Another extremely poor design with these windows is with the plastic liners. Half of the liner is inside the house and half of it is outside the house with about a 1/2" - 3/4" gap behind it all. That means that between you and the outside, there is only about a 1/16" thick piece of plastic. Think about that for a while!!
The interior thermopane storm windows I built solve this problem also.
OK, yes, I have and engineering degree from Purdue!
Mr. Stephen Sheehy
The interior storm works great on these windows due to the original window being an extremely leaky, $hitty window by design.
If the window were brand new right now, it would condensate due to the highly conductive aluminum spacer between the two panes of glass, and it would leak air like crazy due to the air gap behind the plastic side liners, half of it being outside, and the other half inside.
Double hung windows are the least efficient window of all types including crank out and fixed, and Pella double-hung thoropain windows are the worst of the double-hung.
I guess that makes them the worst of the worst!!
But...I've proved that they are savable.
And the end product is virtually invisible unless you point them out to your visitors.
Martin
Why would you want to do an energy audit before fixing the windows?
It's like throwing more money out these damn things!
You know they leak...1991 Pella Thoropain windows suck baaaaad.
I bet no fan exists that will suck hard enough to draw a negative pressure.
Lets see...6500 square foot house, I'm gonna guess 60 - 80 crappy Pella Thoropain windows - one helluva big air leak when you add it all up!

Image point annotation entries:
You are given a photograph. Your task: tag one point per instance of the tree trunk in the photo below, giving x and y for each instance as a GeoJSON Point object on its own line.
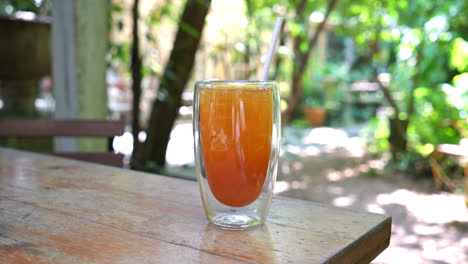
{"type": "Point", "coordinates": [279, 57]}
{"type": "Point", "coordinates": [303, 59]}
{"type": "Point", "coordinates": [398, 128]}
{"type": "Point", "coordinates": [136, 82]}
{"type": "Point", "coordinates": [176, 74]}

*TASKS AND EXERCISES*:
A – In the post about Pella windows, what type of window is called the least efficient of all types?
B – Write the next part of the post about Pella windows, starting after its last sentence.

*ANSWERS BELOW*:
A – Double-hung windows.

B –
It'll be interesting to see the energy audit result before the fix, but it doesn't make sense to do, it's not like the terrible result is going to point directly to the windows anyway. It just tells you that you have a helluva leak, or a $hitload of small ones - 60 to 80 minimum count!!
James,
A good energy audit will tell you where to spend your money first.
For many homes, the best approach is air sealing the attic and the basement; in some cases, adding insulation to the attic makes sense.
Window replacement is likely to be far, far down on the list. Of course, window improvements (like the addition of exterior low-e storms) sometimes make sense, especially if the existing windows are single-glazed.
Martin,
Respectfully, you are obviously not as familiar with these windows as I am. I have 20 of these from the 1991 era.
O.K. - If your 3 and 5 year old boys went into your stock of nails and grabbed a box of aluminum siding nails, threw them out into your gravel driveway and mixed them in with the gravel as they were playing, wouldn't you go out and pick up the ones you could plainly see first before getting out the metal detector? Its the same thing as paying someone to come in and tell you where your OBVIOUS air leaks are without doing a little experimenting on your own first!!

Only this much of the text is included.